Start of Block

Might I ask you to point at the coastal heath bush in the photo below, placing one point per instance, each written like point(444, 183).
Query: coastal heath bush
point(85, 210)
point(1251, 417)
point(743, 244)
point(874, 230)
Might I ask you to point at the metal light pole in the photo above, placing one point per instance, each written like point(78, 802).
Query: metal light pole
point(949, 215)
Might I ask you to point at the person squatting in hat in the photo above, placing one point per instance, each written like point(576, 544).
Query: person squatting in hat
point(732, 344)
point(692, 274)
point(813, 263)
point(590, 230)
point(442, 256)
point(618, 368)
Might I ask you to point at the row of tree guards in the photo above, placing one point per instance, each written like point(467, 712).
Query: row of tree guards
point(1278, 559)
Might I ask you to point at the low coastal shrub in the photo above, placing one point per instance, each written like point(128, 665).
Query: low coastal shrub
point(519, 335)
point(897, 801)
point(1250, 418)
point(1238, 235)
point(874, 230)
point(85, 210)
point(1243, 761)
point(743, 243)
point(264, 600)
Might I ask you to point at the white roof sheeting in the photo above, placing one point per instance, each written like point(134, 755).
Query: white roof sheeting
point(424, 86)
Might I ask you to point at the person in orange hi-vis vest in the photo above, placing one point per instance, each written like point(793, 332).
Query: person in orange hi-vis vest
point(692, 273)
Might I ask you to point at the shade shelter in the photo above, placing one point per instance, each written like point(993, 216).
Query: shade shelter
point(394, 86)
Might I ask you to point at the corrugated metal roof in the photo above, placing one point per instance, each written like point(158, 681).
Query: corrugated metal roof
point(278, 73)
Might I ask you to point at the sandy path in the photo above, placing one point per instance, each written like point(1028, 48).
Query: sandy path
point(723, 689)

End of Block

_Instructions to follow_. Copy exactly, and only, the lines from the line that contains "Query: shade shelter" through the end of the data above.

_Your solution_.
Query: shade shelter
point(394, 86)
Might I ask you to point at the corrugated metal roof in the photo above, placing one point per instance, each written like point(158, 681).
Query: corrugated metal roof
point(278, 73)
Might I ask you to point at the sandy path in the photo above, placing one point per instance, each written like point(1028, 48).
Query: sandy path
point(723, 689)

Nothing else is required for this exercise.